_What to do_.
Count each line below that has "sponsor" anywhere in it. Answer with the total alone.

_Extracted material_.
%%

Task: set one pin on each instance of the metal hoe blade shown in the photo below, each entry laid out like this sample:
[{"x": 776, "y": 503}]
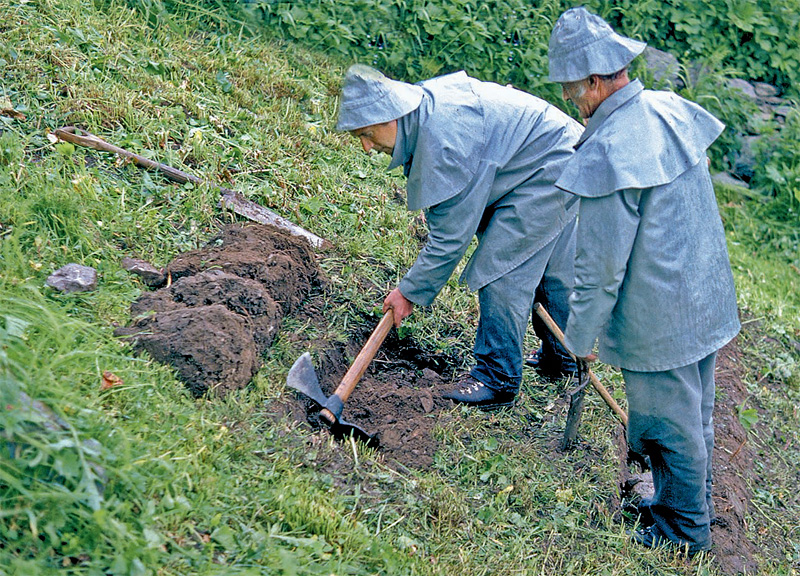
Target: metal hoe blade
[{"x": 303, "y": 378}]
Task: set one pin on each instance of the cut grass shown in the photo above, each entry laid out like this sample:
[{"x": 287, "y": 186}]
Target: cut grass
[{"x": 223, "y": 487}]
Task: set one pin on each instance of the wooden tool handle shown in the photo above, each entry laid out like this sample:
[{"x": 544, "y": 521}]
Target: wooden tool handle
[
  {"x": 230, "y": 199},
  {"x": 88, "y": 140},
  {"x": 362, "y": 362},
  {"x": 548, "y": 320}
]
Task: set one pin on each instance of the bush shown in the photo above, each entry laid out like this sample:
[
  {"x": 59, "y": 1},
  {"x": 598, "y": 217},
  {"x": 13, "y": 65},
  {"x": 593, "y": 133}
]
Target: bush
[
  {"x": 759, "y": 39},
  {"x": 501, "y": 41}
]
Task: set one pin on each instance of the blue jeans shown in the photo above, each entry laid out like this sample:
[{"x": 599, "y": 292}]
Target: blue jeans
[
  {"x": 671, "y": 422},
  {"x": 505, "y": 307}
]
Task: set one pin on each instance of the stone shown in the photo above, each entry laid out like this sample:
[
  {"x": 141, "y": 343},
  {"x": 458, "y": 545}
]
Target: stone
[
  {"x": 150, "y": 275},
  {"x": 765, "y": 90},
  {"x": 73, "y": 278},
  {"x": 744, "y": 86}
]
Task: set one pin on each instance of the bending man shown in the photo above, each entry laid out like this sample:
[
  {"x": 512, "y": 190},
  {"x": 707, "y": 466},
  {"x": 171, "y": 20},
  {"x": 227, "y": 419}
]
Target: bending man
[{"x": 481, "y": 159}]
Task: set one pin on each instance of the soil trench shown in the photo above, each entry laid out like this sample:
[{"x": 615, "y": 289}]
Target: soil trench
[{"x": 223, "y": 308}]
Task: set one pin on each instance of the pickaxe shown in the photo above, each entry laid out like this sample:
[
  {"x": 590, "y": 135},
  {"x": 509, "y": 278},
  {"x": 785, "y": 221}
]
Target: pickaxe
[{"x": 585, "y": 376}]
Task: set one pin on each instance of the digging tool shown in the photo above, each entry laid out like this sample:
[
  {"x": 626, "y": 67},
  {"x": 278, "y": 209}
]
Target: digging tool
[
  {"x": 302, "y": 377},
  {"x": 234, "y": 201},
  {"x": 576, "y": 396},
  {"x": 548, "y": 320}
]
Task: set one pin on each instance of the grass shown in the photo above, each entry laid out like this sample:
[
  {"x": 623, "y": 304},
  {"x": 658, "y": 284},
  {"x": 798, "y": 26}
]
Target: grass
[{"x": 143, "y": 479}]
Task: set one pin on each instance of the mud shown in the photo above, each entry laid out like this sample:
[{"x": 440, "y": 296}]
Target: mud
[
  {"x": 399, "y": 401},
  {"x": 731, "y": 469},
  {"x": 224, "y": 305}
]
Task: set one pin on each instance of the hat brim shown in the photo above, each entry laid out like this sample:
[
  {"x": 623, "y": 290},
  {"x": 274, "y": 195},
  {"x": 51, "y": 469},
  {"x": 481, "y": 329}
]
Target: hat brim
[
  {"x": 606, "y": 55},
  {"x": 384, "y": 106}
]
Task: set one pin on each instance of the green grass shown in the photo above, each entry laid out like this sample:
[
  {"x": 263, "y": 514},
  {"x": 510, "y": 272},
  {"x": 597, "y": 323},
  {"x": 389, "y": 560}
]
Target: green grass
[{"x": 143, "y": 479}]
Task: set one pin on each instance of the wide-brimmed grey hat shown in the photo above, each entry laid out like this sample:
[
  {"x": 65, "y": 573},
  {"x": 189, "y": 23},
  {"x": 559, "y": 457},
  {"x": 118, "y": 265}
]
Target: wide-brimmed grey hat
[
  {"x": 369, "y": 97},
  {"x": 583, "y": 44}
]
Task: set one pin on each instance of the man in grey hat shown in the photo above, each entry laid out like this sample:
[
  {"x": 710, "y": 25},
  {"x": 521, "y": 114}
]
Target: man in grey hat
[
  {"x": 481, "y": 159},
  {"x": 653, "y": 280}
]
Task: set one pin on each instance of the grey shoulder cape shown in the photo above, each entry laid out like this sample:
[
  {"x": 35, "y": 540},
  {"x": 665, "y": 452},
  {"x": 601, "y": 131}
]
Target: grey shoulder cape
[{"x": 654, "y": 138}]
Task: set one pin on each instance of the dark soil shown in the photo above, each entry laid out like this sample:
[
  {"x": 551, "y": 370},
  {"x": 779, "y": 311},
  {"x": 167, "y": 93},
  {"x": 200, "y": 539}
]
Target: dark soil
[
  {"x": 223, "y": 308},
  {"x": 732, "y": 467},
  {"x": 399, "y": 401},
  {"x": 223, "y": 305}
]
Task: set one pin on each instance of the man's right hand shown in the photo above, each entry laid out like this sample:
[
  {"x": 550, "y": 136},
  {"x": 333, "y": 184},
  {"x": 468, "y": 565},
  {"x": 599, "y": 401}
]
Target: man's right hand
[{"x": 400, "y": 305}]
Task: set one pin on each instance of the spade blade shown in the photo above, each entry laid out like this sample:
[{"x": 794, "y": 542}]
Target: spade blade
[{"x": 303, "y": 378}]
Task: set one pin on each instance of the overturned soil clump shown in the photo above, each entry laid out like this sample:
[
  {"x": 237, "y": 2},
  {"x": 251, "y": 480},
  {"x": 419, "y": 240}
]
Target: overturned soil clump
[
  {"x": 399, "y": 401},
  {"x": 224, "y": 306}
]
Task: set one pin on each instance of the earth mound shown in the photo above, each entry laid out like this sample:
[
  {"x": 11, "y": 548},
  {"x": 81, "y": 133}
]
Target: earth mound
[{"x": 222, "y": 306}]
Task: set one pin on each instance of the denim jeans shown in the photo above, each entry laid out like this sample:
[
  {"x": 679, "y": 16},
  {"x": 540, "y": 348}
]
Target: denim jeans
[
  {"x": 505, "y": 307},
  {"x": 671, "y": 422}
]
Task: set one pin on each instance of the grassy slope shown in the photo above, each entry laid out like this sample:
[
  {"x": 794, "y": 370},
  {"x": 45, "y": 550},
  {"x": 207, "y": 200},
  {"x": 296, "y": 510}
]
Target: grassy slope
[{"x": 211, "y": 487}]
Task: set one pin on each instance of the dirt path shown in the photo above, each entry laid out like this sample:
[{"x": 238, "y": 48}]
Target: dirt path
[{"x": 223, "y": 308}]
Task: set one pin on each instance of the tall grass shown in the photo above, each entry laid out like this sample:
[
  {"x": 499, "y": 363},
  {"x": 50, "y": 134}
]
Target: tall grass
[{"x": 142, "y": 479}]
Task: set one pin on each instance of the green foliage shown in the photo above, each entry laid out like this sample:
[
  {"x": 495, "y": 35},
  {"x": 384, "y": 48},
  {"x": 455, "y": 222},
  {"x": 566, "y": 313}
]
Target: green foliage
[
  {"x": 502, "y": 41},
  {"x": 778, "y": 174},
  {"x": 758, "y": 39},
  {"x": 142, "y": 479}
]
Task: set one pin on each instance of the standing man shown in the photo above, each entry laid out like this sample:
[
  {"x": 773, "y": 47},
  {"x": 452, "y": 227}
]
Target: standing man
[
  {"x": 481, "y": 160},
  {"x": 653, "y": 280}
]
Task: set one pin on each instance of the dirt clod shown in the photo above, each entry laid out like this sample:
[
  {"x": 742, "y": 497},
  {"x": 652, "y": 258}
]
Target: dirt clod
[{"x": 224, "y": 307}]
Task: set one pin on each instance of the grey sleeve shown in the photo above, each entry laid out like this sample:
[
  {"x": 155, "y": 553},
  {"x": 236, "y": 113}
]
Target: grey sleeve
[
  {"x": 451, "y": 224},
  {"x": 607, "y": 228}
]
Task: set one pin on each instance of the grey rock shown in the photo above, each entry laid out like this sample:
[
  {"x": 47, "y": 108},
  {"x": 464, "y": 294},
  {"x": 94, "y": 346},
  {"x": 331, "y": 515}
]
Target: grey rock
[
  {"x": 783, "y": 111},
  {"x": 729, "y": 180},
  {"x": 149, "y": 274},
  {"x": 744, "y": 86},
  {"x": 663, "y": 65},
  {"x": 73, "y": 278},
  {"x": 764, "y": 90}
]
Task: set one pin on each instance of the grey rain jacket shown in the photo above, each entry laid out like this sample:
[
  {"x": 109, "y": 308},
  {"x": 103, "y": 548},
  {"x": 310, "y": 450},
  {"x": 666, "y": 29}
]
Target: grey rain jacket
[
  {"x": 482, "y": 159},
  {"x": 653, "y": 279}
]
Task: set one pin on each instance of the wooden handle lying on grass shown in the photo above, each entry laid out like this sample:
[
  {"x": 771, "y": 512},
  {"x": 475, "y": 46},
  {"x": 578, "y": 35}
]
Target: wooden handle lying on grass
[
  {"x": 234, "y": 201},
  {"x": 361, "y": 363},
  {"x": 548, "y": 320}
]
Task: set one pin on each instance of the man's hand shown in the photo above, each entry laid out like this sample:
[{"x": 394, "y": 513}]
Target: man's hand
[{"x": 400, "y": 305}]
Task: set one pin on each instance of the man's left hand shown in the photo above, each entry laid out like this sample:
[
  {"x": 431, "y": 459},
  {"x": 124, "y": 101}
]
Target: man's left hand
[{"x": 400, "y": 305}]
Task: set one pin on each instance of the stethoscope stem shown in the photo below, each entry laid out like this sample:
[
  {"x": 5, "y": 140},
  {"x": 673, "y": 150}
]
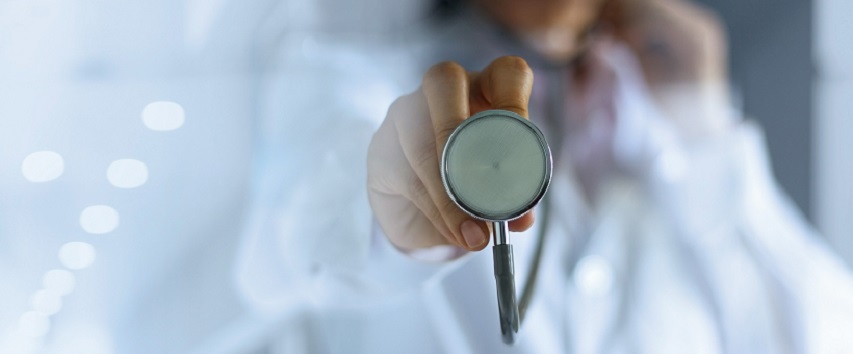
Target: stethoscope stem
[
  {"x": 505, "y": 281},
  {"x": 500, "y": 232}
]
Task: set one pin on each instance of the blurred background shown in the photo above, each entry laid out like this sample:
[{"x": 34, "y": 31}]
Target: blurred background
[{"x": 129, "y": 130}]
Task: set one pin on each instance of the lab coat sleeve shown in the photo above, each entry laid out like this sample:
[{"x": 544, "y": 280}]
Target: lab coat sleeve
[{"x": 310, "y": 235}]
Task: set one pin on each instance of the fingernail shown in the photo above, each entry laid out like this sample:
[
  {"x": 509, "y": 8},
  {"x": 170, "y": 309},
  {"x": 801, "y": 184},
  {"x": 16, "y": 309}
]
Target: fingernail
[{"x": 473, "y": 234}]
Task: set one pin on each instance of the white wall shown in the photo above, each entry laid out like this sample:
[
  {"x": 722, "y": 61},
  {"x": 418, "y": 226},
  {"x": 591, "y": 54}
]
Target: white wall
[{"x": 833, "y": 124}]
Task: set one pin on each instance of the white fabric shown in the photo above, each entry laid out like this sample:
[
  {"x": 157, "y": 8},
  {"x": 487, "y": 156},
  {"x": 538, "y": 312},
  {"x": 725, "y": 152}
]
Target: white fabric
[{"x": 688, "y": 247}]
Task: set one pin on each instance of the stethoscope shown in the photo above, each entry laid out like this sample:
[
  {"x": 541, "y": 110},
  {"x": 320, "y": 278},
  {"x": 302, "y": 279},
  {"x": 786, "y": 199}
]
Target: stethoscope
[{"x": 496, "y": 166}]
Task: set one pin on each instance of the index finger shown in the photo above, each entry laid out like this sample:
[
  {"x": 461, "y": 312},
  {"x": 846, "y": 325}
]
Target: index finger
[{"x": 505, "y": 84}]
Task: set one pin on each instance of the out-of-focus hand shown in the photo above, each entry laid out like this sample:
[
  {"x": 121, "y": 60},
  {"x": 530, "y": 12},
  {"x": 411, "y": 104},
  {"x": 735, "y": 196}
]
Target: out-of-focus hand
[
  {"x": 675, "y": 40},
  {"x": 681, "y": 49},
  {"x": 404, "y": 183}
]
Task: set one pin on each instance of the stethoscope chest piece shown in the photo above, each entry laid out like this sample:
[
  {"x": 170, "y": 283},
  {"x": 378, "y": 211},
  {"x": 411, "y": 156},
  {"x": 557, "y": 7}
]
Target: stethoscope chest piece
[{"x": 496, "y": 166}]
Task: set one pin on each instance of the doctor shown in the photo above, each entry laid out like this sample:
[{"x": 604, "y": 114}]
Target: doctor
[{"x": 665, "y": 231}]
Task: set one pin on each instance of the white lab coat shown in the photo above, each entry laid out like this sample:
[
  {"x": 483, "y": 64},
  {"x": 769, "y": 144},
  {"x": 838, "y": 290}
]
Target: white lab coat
[{"x": 673, "y": 245}]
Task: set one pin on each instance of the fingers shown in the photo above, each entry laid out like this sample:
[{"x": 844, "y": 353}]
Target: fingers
[
  {"x": 402, "y": 207},
  {"x": 405, "y": 187},
  {"x": 445, "y": 91},
  {"x": 505, "y": 84}
]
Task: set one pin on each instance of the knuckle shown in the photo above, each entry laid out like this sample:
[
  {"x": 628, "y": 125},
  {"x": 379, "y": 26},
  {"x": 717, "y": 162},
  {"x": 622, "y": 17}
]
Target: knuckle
[
  {"x": 443, "y": 131},
  {"x": 426, "y": 158},
  {"x": 512, "y": 62},
  {"x": 443, "y": 71},
  {"x": 417, "y": 190}
]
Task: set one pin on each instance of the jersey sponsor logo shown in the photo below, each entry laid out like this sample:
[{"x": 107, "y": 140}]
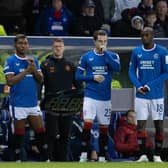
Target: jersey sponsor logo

%%

_Result of the exercise_.
2